→ Testo di lettura:
########################################
Il 4 maggio 2013 alcuni poliziotti sono entrati nella sua camera accusandolo di essere il capo dei diavoli e di voler distruggere la cultura africana. L’hanno arrestato. Joseph ha trascorso tre giorni in carcere senza cibo ne acqua ed è stato picchiato e violentato dai suoi compagni di cella.
Per fortuna non ci ha lasciato le penne, ma ha dovuto abbandonare il lavoro associativo e fuggire dal paese, dato che era in pericolo di vita. Mentre prima pensava solo ad aiutare gli altri gay, ora deve pensare a se stesso e chiede aiuto per trovare una terra d’asilo in cui riprendere gli studi e la lotta, riferisce allarmata Jana Asenbrennerova.
Ma in Living Unnoticed (vivere nell’ombra) questo reportage realizzato realizzato qualche settimana prima di questi avvenimenti, il dramma è celato. Le immagini svelano piuttosto un’altra realtà: quei rari momenti in cui i gay sono sereni e apparentemente felici tra di loro in un paese che è ostile.
########################################
→ Voci estratte:
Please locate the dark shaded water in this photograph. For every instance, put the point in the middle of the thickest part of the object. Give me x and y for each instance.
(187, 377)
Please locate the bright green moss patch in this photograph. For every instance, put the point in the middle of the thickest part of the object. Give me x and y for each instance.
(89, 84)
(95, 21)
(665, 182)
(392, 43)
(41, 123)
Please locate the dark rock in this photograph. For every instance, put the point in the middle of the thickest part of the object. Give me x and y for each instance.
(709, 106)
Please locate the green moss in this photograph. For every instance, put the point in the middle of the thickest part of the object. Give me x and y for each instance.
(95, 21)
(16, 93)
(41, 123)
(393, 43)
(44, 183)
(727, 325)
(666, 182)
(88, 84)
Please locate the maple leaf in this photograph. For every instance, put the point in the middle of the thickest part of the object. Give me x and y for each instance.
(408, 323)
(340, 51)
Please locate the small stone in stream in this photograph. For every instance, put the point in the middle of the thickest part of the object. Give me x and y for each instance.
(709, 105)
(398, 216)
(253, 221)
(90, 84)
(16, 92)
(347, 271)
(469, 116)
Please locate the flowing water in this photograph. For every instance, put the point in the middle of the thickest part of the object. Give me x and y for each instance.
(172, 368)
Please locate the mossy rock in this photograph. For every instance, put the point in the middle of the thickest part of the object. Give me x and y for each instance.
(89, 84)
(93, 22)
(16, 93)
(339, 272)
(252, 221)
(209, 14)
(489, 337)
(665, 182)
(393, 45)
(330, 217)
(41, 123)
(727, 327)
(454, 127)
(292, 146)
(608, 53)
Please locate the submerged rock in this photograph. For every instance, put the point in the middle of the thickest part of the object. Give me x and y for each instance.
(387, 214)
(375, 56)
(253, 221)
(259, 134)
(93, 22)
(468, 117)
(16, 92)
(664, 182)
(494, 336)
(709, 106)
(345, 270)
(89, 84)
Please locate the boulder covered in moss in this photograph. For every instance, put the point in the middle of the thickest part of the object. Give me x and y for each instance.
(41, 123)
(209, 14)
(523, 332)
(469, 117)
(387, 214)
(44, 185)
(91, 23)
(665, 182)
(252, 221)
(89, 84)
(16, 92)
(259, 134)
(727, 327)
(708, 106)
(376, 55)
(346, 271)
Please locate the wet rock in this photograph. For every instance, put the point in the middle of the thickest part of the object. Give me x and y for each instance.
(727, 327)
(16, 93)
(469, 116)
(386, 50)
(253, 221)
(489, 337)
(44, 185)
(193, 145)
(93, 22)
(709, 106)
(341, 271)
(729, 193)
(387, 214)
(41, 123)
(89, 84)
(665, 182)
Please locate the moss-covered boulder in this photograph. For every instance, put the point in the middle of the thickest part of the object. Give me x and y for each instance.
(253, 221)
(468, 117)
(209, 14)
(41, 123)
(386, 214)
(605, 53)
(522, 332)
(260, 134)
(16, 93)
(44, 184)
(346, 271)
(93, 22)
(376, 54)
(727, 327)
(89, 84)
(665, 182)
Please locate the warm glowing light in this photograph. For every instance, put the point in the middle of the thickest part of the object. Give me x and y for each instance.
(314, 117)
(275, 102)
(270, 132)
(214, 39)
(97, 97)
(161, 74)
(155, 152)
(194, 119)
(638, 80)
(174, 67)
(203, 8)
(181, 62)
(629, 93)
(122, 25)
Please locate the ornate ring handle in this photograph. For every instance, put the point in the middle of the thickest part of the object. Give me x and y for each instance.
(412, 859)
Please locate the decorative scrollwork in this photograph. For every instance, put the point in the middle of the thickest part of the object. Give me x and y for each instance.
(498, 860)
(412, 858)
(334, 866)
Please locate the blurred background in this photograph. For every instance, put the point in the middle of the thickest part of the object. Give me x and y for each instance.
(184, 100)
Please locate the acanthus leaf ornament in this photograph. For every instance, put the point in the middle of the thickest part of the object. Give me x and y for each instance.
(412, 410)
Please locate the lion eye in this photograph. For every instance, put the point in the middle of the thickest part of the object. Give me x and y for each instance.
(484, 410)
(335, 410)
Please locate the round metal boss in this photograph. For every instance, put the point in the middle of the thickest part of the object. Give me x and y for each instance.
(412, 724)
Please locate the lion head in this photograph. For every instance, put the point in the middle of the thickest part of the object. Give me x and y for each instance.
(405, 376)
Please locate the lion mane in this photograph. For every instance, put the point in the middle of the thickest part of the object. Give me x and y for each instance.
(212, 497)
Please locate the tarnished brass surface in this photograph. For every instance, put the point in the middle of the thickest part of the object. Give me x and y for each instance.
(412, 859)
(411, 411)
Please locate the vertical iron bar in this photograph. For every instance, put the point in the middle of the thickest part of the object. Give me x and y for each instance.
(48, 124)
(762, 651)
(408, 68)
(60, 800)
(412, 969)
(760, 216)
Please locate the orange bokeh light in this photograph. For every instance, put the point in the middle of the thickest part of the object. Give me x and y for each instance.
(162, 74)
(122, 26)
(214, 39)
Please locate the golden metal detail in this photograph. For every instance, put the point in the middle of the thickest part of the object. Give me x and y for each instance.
########################################
→ Obiettivo 1: Mostra tutte le righe dei record che contengono la parola "covered", rispettando maiuscole e minuscole.
→ Obiettivo 2: Prosegui il testo sull'arresto di Joseph e sul reportage Living Unnoticed, partendo dalla sua ultima frase.
Il testo e i record sono del tutto indipendenti l'uno dall'altro.

→ Risultato atteso 1:
Please locate the boulder covered in moss in this photograph. For every instance, put the point in the middle of the thickest part of the object. Give me x and y for each instance.
Please locate the moss-covered boulder in this photograph. For every instance, put the point in the middle of the thickest part of the object. Give me x and y for each instance.

→ Risultato atteso 2:
Questo racconto per immagini ha ricevuto un premio nella categoria vita quotidiana dell’edizione World press photo ed è stato questo premio che ci ha dato l’occasione per pubblicarlo. Ci ricorda che in questo paese dell’Africa come in molti altri c’è ancora molta strada da fare prima che ai gay venga riconosciuta la parità dei diritti o per lo meno la possibilità di una vita più degna.